(Selected passage):
..........

The MA (Hons) in Modern History will teach you to analyse historical events from the past five-hundred years from a present-day context. You will choose from a range of optional classes with very broad chronological, geographical and thematic coverage.
The modern era comprises the period from around 1450 to the 21st century, and classes are offered on the histories of many nations and regions, including Britain, Europe, the Middle East, South Asia, East Asia and parts of Africa and the Americas. Intellectual, political, cultural, military, religious, gender, social and economic history are among the options on offer.
If you started this programme in 2019, you can find information about 2019 entry on the 2019 Modern History MA page. Information about all programmes from previous years of entry can be found in the archive.
These grades are the overall standards required to consider you for entry. Find out more about Standard, Minimum and Gateway entry requirements using academic entry explained and see which entry requirements you need to look at using the entry requirements indicator.
Standard entry grades: AAAAB, including A in History
Minimum entry grades: AABB, including B in History
Gateway entry grades: BBBB, including B in History
Standard entry grades: AAA, including A in History
Minimum entry grades: ABB, including B in History
Standard entry grades: 38 (HL 6,6,6), including HL6 in History
Minimum entry grades: 36 (HL 6,5,5), including HL5 in History
We accept a wide range of qualifications for entry on to our programmes, please see our entry requirements for more information.

..........

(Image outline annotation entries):
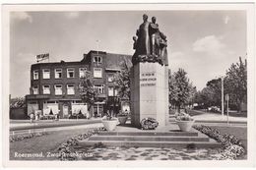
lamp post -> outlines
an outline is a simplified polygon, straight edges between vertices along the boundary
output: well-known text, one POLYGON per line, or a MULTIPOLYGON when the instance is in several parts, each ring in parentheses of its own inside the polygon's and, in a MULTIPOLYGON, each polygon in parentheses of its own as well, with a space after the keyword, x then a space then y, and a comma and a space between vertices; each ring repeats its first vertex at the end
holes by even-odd
POLYGON ((224 77, 221 77, 222 79, 222 116, 224 117, 224 77))

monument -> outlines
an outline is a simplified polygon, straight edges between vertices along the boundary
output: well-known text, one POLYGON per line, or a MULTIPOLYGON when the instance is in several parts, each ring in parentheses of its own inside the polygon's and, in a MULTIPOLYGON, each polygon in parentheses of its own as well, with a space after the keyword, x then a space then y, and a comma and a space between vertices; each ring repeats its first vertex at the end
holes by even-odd
POLYGON ((166 36, 160 30, 157 18, 148 22, 146 14, 136 35, 131 68, 131 123, 140 128, 142 119, 151 117, 159 126, 165 126, 168 122, 166 36))

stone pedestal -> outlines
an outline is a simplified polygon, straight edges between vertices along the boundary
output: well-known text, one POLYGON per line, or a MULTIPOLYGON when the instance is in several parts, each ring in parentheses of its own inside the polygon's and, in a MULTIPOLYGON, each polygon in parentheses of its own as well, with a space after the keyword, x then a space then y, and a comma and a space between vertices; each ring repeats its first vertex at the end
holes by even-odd
POLYGON ((168 122, 167 67, 159 63, 138 63, 131 68, 131 122, 140 128, 146 117, 160 127, 168 122))

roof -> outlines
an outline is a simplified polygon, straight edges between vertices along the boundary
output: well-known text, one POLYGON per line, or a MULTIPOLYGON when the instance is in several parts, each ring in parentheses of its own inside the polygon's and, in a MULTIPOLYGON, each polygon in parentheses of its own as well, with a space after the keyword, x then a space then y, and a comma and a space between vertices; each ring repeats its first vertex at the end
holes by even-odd
POLYGON ((120 66, 124 61, 128 66, 132 66, 132 56, 125 54, 106 53, 106 68, 109 70, 120 70, 120 66))

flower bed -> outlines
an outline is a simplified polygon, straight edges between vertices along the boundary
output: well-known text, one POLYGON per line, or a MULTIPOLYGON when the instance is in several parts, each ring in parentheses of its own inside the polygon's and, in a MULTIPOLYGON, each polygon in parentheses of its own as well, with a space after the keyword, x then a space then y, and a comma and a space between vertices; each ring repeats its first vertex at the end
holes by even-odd
POLYGON ((44 135, 47 135, 48 133, 46 132, 39 132, 39 133, 28 133, 28 134, 22 134, 22 135, 10 135, 9 137, 9 141, 10 142, 19 142, 19 141, 23 141, 26 139, 32 139, 32 138, 35 138, 35 137, 41 137, 44 135))
POLYGON ((193 126, 193 128, 222 143, 224 151, 219 158, 221 160, 234 160, 246 153, 242 142, 235 136, 222 134, 218 130, 204 125, 193 126))
POLYGON ((59 151, 58 158, 60 160, 77 160, 78 155, 80 155, 80 153, 77 151, 74 152, 74 150, 72 150, 72 147, 78 146, 78 142, 80 141, 88 139, 95 134, 98 134, 99 131, 103 131, 103 130, 104 130, 103 128, 91 130, 86 134, 78 135, 76 137, 69 139, 66 142, 63 142, 58 147, 58 151, 59 151))
POLYGON ((155 130, 159 126, 159 122, 154 118, 144 118, 141 121, 142 130, 155 130))

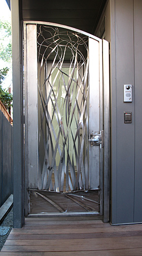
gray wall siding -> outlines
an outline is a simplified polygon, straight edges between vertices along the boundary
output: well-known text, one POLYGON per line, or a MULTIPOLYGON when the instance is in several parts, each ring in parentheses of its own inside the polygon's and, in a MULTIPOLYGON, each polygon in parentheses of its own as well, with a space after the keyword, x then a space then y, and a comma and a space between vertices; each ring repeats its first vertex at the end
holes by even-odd
POLYGON ((135 165, 134 221, 142 221, 142 1, 134 2, 135 165))
MULTIPOLYGON (((116 1, 115 21, 117 222, 125 223, 133 221, 134 81, 132 0, 116 1), (123 102, 124 84, 132 84, 133 86, 132 103, 123 102), (132 123, 124 123, 124 111, 132 111, 132 123)), ((113 88, 112 90, 113 97, 113 88)))
POLYGON ((112 201, 113 224, 142 221, 141 144, 142 3, 111 0, 112 201), (123 85, 133 101, 123 102, 123 85), (131 111, 132 123, 124 123, 131 111))
POLYGON ((13 194, 12 126, 0 110, 0 207, 13 194))

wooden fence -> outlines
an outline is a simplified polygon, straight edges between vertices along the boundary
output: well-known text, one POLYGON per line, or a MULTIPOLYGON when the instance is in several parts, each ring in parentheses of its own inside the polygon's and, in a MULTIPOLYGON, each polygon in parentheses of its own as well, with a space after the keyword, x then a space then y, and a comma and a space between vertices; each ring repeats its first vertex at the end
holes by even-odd
POLYGON ((8 119, 0 110, 0 207, 13 194, 13 126, 8 119))
POLYGON ((1 100, 0 100, 0 110, 3 113, 4 115, 5 115, 5 117, 7 118, 7 119, 9 120, 9 122, 12 125, 13 124, 12 118, 1 100))

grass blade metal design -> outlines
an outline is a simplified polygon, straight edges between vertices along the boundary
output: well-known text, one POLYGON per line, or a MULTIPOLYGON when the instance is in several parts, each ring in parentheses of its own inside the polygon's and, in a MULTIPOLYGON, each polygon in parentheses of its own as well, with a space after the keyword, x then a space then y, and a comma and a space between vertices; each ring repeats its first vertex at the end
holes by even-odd
POLYGON ((88 37, 39 25, 37 44, 42 189, 88 189, 88 37))

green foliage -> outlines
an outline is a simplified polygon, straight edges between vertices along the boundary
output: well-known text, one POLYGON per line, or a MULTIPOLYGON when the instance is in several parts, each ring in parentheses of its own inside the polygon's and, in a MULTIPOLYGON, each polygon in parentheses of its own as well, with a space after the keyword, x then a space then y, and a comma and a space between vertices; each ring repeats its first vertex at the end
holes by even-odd
POLYGON ((8 71, 8 68, 4 68, 0 70, 0 100, 7 110, 10 107, 12 106, 11 104, 12 95, 11 93, 9 93, 8 90, 3 89, 2 84, 5 79, 8 71))
POLYGON ((11 25, 0 20, 0 58, 8 62, 12 60, 11 25))
MULTIPOLYGON (((8 21, 0 20, 0 58, 7 62, 9 67, 12 65, 11 25, 8 21)), ((8 74, 8 67, 0 69, 0 100, 8 110, 12 106, 12 95, 8 90, 3 89, 2 83, 8 74)))

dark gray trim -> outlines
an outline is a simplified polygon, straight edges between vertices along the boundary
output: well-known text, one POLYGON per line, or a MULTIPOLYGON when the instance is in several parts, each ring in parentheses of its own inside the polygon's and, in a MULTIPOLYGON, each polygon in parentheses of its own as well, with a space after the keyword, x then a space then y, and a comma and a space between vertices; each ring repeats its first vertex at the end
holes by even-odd
POLYGON ((14 227, 24 223, 22 19, 18 0, 11 0, 13 84, 14 227))

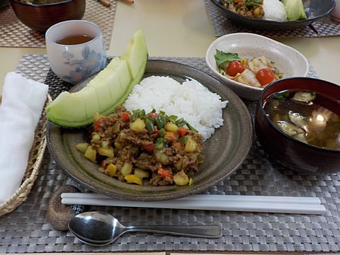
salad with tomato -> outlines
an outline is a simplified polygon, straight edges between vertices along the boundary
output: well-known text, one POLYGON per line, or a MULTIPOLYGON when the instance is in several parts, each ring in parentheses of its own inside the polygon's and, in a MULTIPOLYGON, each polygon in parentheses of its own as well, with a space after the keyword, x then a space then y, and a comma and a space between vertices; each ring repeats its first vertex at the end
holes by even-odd
POLYGON ((215 59, 220 73, 246 85, 263 88, 283 77, 274 63, 265 56, 248 60, 239 57, 237 53, 216 50, 215 59))

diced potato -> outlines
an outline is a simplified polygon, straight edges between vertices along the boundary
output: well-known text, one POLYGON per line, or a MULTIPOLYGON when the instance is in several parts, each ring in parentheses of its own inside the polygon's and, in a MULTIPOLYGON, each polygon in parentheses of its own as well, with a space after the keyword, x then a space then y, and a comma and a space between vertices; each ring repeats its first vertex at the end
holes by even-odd
POLYGON ((195 141, 192 137, 187 137, 186 138, 186 152, 193 152, 197 148, 197 142, 195 141))
POLYGON ((116 173, 117 173, 117 166, 112 163, 110 163, 108 167, 106 167, 106 169, 105 169, 105 174, 111 177, 114 176, 116 173))
POLYGON ((177 132, 178 130, 178 127, 177 127, 177 125, 171 123, 168 123, 165 124, 164 129, 166 131, 169 131, 169 132, 177 132))
POLYGON ((143 132, 145 130, 145 122, 140 118, 137 118, 130 123, 130 129, 135 132, 143 132))
POLYGON ((135 174, 128 174, 127 176, 125 176, 124 177, 125 177, 125 180, 129 183, 136 183, 136 184, 138 184, 138 185, 142 185, 143 184, 143 181, 142 181, 142 179, 135 174))
POLYGON ((84 154, 88 147, 89 147, 89 143, 80 142, 76 145, 76 149, 78 149, 79 152, 81 152, 82 154, 84 154))
POLYGON ((101 156, 106 156, 112 158, 114 156, 113 148, 112 147, 108 148, 99 147, 98 148, 98 154, 101 156))
POLYGON ((136 169, 135 169, 133 172, 135 175, 137 175, 141 179, 142 179, 143 178, 149 177, 149 172, 146 170, 144 170, 144 169, 136 168, 136 169))
POLYGON ((87 147, 86 150, 85 151, 85 153, 84 154, 84 156, 86 158, 90 159, 92 162, 96 163, 96 156, 97 156, 97 151, 92 148, 92 146, 89 145, 87 147))
POLYGON ((192 178, 189 178, 189 186, 191 186, 193 184, 193 180, 192 178))
POLYGON ((132 165, 130 163, 124 164, 122 169, 120 169, 120 174, 122 174, 124 176, 130 174, 132 171, 132 165))
POLYGON ((174 181, 176 185, 186 186, 189 183, 189 177, 183 171, 181 171, 174 176, 174 181))
POLYGON ((180 159, 178 161, 177 161, 174 164, 174 166, 176 167, 176 169, 178 171, 181 171, 182 169, 182 165, 183 165, 183 159, 180 159))
POLYGON ((110 145, 110 142, 108 141, 107 140, 101 141, 101 147, 103 148, 108 148, 109 145, 110 145))

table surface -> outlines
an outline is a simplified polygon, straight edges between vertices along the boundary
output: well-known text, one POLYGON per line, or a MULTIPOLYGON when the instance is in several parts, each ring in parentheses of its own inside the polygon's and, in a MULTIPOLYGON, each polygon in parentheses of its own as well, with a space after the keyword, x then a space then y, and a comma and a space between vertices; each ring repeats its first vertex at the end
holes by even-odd
MULTIPOLYGON (((119 1, 108 55, 120 55, 131 35, 142 28, 151 57, 204 57, 216 39, 204 0, 119 1)), ((103 6, 102 8, 105 8, 103 6)), ((339 36, 280 38, 300 51, 321 79, 340 84, 336 60, 340 59, 339 36)), ((45 54, 45 48, 0 47, 0 84, 16 69, 24 54, 45 54)))
MULTIPOLYGON (((151 57, 176 57, 177 61, 206 69, 203 58, 216 37, 204 0, 135 0, 132 6, 118 1, 108 55, 120 55, 131 35, 140 28, 144 32, 151 57)), ((340 57, 339 39, 333 36, 276 40, 304 54, 312 67, 312 74, 340 84, 340 77, 336 74, 338 68, 335 65, 336 57, 340 57)), ((1 80, 4 80, 8 72, 17 69, 25 72, 23 67, 26 64, 48 70, 45 54, 44 48, 0 47, 1 80)), ((48 74, 32 71, 26 74, 31 79, 38 77, 43 81, 48 74)), ((58 91, 62 89, 57 82, 51 82, 53 84, 51 88, 58 91)), ((247 106, 251 113, 254 113, 252 104, 247 106)), ((171 219, 182 224, 192 221, 217 221, 225 227, 224 237, 216 242, 205 242, 157 235, 132 234, 120 240, 117 246, 97 249, 75 241, 70 234, 54 230, 46 222, 45 215, 42 215, 52 188, 65 181, 66 176, 47 152, 40 176, 28 203, 16 212, 0 217, 0 253, 155 251, 165 254, 174 250, 218 253, 225 251, 310 253, 340 251, 340 213, 338 212, 340 179, 338 175, 297 176, 272 164, 256 142, 235 174, 224 183, 212 187, 209 192, 241 195, 273 195, 278 192, 283 196, 318 196, 322 203, 327 205, 327 215, 310 217, 176 210, 164 215, 164 212, 158 209, 108 209, 125 222, 148 222, 149 217, 161 222, 171 219)))

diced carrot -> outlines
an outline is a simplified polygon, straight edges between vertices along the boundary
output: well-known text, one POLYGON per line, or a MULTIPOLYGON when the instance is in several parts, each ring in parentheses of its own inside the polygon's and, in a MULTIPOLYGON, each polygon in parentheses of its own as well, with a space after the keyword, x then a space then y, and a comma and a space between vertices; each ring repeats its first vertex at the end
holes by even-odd
POLYGON ((178 127, 178 135, 180 137, 183 137, 188 132, 188 130, 183 127, 178 127))
POLYGON ((150 116, 152 118, 155 118, 156 117, 157 117, 157 115, 158 115, 158 113, 149 113, 149 116, 150 116))
POLYGON ((102 128, 101 127, 101 124, 104 120, 105 117, 101 117, 97 120, 96 120, 94 125, 94 131, 100 132, 102 128))
POLYGON ((166 132, 164 138, 168 139, 170 142, 174 142, 177 140, 177 136, 174 132, 166 132))
POLYGON ((142 145, 141 147, 149 152, 152 152, 154 149, 154 144, 144 144, 142 145))
POLYGON ((180 149, 180 150, 183 150, 183 149, 184 149, 184 148, 185 148, 185 147, 183 146, 183 145, 181 144, 181 142, 173 142, 173 143, 172 143, 172 146, 178 148, 178 149, 180 149))

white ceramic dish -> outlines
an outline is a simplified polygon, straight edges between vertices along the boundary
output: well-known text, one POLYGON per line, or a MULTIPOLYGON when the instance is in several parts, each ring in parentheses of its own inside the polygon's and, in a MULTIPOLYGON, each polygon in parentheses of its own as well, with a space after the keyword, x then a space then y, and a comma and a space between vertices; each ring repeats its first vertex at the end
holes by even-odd
POLYGON ((244 100, 257 100, 263 89, 233 81, 218 72, 215 54, 216 50, 237 53, 241 58, 251 59, 264 55, 274 62, 283 78, 306 76, 308 61, 291 47, 265 36, 249 33, 237 33, 223 35, 215 40, 208 47, 205 61, 215 76, 244 100))

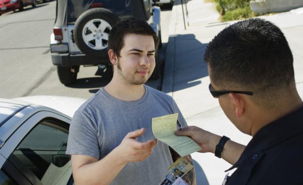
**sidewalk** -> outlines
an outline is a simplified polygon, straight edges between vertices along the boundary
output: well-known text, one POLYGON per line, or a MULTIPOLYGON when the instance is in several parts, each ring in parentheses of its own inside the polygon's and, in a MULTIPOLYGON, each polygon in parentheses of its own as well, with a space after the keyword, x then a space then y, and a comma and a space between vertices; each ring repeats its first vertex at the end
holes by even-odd
MULTIPOLYGON (((183 0, 183 2, 184 1, 183 0)), ((238 130, 226 118, 208 90, 210 79, 204 51, 210 41, 234 22, 221 22, 215 4, 203 0, 187 2, 184 29, 181 0, 175 0, 170 25, 162 91, 177 102, 187 123, 246 145, 251 136, 238 130)), ((185 7, 183 6, 185 11, 185 7)), ((262 17, 275 23, 284 33, 293 52, 297 88, 303 98, 303 8, 262 17), (301 72, 301 73, 300 73, 301 72)), ((197 184, 221 184, 231 166, 213 154, 192 154, 197 164, 197 184)))

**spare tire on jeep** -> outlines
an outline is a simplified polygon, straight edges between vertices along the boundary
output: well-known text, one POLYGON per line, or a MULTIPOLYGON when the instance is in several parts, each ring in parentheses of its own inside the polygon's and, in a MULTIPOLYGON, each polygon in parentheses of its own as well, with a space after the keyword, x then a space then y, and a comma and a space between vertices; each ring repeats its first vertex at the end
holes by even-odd
POLYGON ((110 10, 96 8, 83 12, 75 23, 73 37, 84 54, 98 58, 108 57, 108 34, 119 21, 110 10))

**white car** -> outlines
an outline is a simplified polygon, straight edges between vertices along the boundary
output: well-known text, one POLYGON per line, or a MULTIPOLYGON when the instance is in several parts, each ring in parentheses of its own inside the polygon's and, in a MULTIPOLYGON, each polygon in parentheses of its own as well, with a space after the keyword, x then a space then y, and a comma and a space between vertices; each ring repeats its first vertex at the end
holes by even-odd
POLYGON ((72 184, 65 150, 71 117, 85 101, 0 99, 0 184, 72 184))

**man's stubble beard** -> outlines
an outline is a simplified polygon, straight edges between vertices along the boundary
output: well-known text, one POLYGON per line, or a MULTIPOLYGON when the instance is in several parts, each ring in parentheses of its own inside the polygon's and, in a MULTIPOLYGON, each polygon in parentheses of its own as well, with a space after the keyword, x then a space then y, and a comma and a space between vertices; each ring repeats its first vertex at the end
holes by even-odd
POLYGON ((131 85, 138 85, 143 84, 145 83, 146 82, 146 81, 147 81, 147 80, 148 79, 148 78, 149 78, 149 77, 150 77, 150 75, 149 75, 148 77, 147 78, 147 79, 145 79, 145 78, 144 78, 143 79, 140 79, 136 80, 134 77, 135 76, 133 74, 131 74, 130 73, 126 73, 125 74, 124 74, 122 73, 122 69, 121 65, 120 65, 120 60, 119 60, 119 58, 118 58, 117 68, 118 72, 120 74, 121 77, 122 78, 123 78, 124 81, 127 81, 127 82, 128 82, 129 84, 130 84, 131 85))

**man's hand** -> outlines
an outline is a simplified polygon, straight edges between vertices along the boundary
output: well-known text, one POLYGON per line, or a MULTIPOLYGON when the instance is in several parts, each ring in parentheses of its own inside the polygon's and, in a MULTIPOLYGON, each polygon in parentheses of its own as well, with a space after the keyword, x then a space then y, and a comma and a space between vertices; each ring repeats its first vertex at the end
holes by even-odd
POLYGON ((142 135, 145 131, 145 128, 142 128, 128 132, 120 145, 116 148, 116 152, 124 163, 142 161, 150 155, 153 149, 157 144, 157 140, 145 143, 136 140, 136 138, 142 135))
POLYGON ((221 138, 221 136, 218 135, 194 126, 190 126, 182 130, 176 131, 175 134, 188 136, 191 138, 202 149, 198 151, 201 153, 212 152, 214 153, 216 146, 221 138))
MULTIPOLYGON (((188 126, 182 130, 176 131, 175 134, 189 136, 201 147, 202 150, 199 151, 201 153, 215 153, 216 146, 221 138, 220 136, 194 126, 188 126)), ((239 159, 245 147, 229 140, 224 145, 224 150, 221 153, 221 157, 233 165, 239 159)))

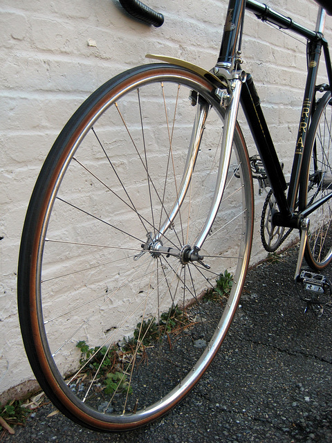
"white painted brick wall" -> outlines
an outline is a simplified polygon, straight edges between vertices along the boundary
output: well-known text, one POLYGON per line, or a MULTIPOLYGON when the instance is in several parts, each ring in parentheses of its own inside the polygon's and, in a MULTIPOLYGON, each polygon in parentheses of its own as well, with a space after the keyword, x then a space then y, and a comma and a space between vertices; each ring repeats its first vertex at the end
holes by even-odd
MULTIPOLYGON (((268 3, 314 26, 317 7, 312 0, 268 3)), ((207 69, 216 60, 226 0, 149 0, 149 4, 165 11, 160 28, 129 19, 116 0, 0 3, 0 394, 33 377, 19 329, 17 263, 30 195, 56 135, 84 98, 121 71, 145 63, 147 53, 183 58, 207 69), (95 46, 88 46, 89 39, 95 46)), ((331 24, 328 18, 328 39, 331 24)), ((289 172, 305 80, 305 46, 252 15, 246 18, 245 34, 243 67, 253 74, 289 172)), ((250 137, 243 129, 251 154, 250 137)), ((252 262, 265 255, 257 234, 261 205, 257 199, 252 262)))

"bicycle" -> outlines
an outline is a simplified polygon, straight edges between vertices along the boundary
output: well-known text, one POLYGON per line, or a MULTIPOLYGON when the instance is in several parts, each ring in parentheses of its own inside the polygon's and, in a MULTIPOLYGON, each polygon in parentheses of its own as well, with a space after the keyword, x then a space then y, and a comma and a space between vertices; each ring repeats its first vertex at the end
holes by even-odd
MULTIPOLYGON (((144 425, 206 370, 245 281, 252 177, 271 188, 262 217, 266 248, 275 251, 298 229, 295 280, 305 280, 304 255, 313 269, 331 262, 331 88, 315 83, 322 50, 332 82, 322 7, 332 8, 317 3, 313 31, 255 0, 230 0, 212 71, 150 56, 158 62, 94 92, 55 142, 24 227, 19 313, 41 387, 80 424, 104 431, 144 425), (241 68, 245 8, 308 41, 289 183, 252 78, 241 68), (240 102, 259 157, 248 156, 240 102)), ((140 2, 134 10, 132 1, 122 3, 146 17, 140 2)), ((319 292, 315 275, 308 284, 319 292)))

..........

(Problems to work on):
[a] Can you reproduce the Modern History page word for word, starting at "The MA (Hons)" and ending at "options on offer."?
[b] Could you write out the records again, starting at their first line and ending with the line that contains "POLYGON ((224 77, 221", with "lamp post" swapped for "street lamp" and nothing else changed? Leave the pictures out of your answer.

(Solutions to the exercise):
[a]
The MA (Hons) in Modern History will teach you to analyse historical events from the past five-hundred years from a present-day context. You will choose from a range of optional classes with very broad chronological, geographical and thematic coverage.
The modern era comprises the period from around 1450 to the 21st century, and classes are offered on the histories of many nations and regions, including Britain, Europe, the Middle East, South Asia, East Asia and parts of Africa and the Americas. Intellectual, political, cultural, military, religious, gender, social and economic history are among the options on offer.

[b]
street lamp -> outlines
an outline is a simplified polygon, straight edges between vertices along the boundary
output: well-known text, one POLYGON per line, or a MULTIPOLYGON when the instance is in several parts, each ring in parentheses of its own inside the polygon's and, in a MULTIPOLYGON, each polygon in parentheses of its own as well, with a space after the keyword, x then a space then y, and a comma and a space between vertices; each ring repeats its first vertex at the end
holes by even-odd
POLYGON ((224 77, 221 77, 222 79, 222 116, 224 117, 224 77))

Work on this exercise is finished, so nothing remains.